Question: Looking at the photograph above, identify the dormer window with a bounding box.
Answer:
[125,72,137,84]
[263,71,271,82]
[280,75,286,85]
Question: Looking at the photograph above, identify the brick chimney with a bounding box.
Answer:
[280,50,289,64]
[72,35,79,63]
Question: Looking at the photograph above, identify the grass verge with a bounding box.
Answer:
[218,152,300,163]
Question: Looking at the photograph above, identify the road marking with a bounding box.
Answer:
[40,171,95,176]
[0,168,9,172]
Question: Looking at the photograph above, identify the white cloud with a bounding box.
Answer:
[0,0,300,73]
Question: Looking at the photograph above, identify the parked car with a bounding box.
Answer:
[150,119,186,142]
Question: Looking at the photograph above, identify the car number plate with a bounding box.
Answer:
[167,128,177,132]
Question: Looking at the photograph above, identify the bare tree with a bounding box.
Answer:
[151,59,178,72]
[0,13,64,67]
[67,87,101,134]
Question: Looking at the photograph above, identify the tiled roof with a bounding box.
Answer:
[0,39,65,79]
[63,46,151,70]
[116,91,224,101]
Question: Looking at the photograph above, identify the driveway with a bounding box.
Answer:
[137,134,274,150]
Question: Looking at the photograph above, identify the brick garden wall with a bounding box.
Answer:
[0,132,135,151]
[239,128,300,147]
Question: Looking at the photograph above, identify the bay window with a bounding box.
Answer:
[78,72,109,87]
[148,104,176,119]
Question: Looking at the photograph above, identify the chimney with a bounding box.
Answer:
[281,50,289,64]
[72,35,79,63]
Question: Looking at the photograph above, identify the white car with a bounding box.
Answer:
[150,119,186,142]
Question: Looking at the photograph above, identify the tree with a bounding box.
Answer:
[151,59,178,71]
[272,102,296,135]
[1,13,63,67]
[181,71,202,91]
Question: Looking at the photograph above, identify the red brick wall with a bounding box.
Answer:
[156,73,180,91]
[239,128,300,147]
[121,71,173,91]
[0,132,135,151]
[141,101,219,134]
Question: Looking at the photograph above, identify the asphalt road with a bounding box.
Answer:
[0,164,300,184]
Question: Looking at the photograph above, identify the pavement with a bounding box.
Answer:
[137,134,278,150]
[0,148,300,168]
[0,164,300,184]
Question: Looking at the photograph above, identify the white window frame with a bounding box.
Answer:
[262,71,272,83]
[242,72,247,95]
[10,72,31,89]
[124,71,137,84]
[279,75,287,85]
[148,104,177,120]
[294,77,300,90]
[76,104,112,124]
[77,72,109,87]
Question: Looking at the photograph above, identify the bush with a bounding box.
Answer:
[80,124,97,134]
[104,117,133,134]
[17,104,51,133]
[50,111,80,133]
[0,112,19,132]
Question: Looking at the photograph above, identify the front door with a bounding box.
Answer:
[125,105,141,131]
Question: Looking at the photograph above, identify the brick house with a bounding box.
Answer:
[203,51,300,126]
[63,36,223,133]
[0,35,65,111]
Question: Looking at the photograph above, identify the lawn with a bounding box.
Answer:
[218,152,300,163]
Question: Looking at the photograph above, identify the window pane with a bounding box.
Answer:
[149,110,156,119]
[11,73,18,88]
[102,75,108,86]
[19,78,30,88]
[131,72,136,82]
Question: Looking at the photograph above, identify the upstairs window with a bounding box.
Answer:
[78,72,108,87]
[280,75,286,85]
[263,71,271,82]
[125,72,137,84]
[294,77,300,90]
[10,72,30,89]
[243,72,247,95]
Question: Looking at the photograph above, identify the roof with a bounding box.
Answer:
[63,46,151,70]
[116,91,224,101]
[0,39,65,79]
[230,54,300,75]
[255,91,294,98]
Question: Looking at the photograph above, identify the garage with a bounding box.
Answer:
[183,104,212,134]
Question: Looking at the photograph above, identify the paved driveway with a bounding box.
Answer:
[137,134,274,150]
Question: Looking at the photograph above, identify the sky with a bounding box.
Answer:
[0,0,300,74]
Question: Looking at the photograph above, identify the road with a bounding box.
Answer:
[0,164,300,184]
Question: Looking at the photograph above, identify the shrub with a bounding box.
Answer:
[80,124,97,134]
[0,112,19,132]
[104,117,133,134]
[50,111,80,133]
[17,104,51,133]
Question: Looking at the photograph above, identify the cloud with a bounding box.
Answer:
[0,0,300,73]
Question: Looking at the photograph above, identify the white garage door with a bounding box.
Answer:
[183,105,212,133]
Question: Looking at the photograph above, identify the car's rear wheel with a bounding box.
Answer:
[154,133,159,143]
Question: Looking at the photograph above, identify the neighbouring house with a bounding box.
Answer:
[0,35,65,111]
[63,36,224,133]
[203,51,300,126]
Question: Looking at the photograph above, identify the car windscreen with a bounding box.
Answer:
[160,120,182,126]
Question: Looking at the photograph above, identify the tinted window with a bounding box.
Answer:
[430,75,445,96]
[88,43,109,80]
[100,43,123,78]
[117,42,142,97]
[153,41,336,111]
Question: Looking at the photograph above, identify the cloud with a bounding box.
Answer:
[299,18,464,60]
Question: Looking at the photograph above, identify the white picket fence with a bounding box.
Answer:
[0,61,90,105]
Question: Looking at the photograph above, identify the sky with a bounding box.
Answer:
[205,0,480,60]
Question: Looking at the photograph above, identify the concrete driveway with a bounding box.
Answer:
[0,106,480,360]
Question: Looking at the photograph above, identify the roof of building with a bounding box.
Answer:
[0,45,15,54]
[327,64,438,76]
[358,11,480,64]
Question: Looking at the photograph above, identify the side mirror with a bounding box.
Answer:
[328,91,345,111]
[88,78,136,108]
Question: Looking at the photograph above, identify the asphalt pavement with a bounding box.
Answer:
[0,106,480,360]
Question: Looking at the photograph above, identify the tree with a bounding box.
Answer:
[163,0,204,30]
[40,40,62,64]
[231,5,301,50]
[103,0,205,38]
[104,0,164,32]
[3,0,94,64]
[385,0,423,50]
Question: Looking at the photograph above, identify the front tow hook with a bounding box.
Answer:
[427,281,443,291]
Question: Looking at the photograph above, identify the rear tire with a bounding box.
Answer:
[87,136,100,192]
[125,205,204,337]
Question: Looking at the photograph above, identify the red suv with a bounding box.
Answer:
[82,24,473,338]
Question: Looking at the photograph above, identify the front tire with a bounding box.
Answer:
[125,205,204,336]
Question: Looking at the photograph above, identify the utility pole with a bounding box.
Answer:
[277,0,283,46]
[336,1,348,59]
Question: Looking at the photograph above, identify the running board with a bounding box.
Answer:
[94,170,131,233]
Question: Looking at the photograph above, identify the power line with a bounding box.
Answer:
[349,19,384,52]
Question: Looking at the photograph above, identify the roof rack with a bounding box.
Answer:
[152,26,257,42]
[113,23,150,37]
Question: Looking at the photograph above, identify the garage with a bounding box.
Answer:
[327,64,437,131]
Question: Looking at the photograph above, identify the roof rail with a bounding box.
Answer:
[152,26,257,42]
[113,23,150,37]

▬▬▬▬▬▬

Directions:
Repeat only the stretch of lines starting at the one containing "hook with a bounding box." and running to the final line of the entries above.

Exercise output:
Question: Looking at the photograph above, identify the front tow hook with a bounding box.
Answer:
[427,281,443,291]
Question: Looking at the photograph above, identify the rear tire with a bounding box.
Answer:
[87,136,100,192]
[125,205,204,337]
Question: Looking at the photograph above, identify the red suv with a bounding box.
Answer:
[82,24,473,338]
Question: Looking at the photograph above, identify the front tire with a bounding box.
Answer:
[125,205,204,336]
Question: Looking at the photograph above, identify the utility pole with a bounding box.
Answer:
[277,0,283,46]
[336,1,348,59]
Question: Looking at the photograph above, identify the running board with a bounding box.
Answer:
[94,170,131,233]
Question: Looking at the photograph above, identify the power line with a bounding box.
Answer:
[349,19,384,52]
Question: Looking at the photograph above, identify the roof rack with a bounding box.
Answer:
[152,26,257,42]
[113,23,150,37]
Question: Looking at the photograph above, identify the garage with a bounding box.
Answer:
[327,64,437,131]
Question: Looking at the photograph above, identify the roof rail with a bounding box.
Answer:
[152,26,257,42]
[113,23,150,37]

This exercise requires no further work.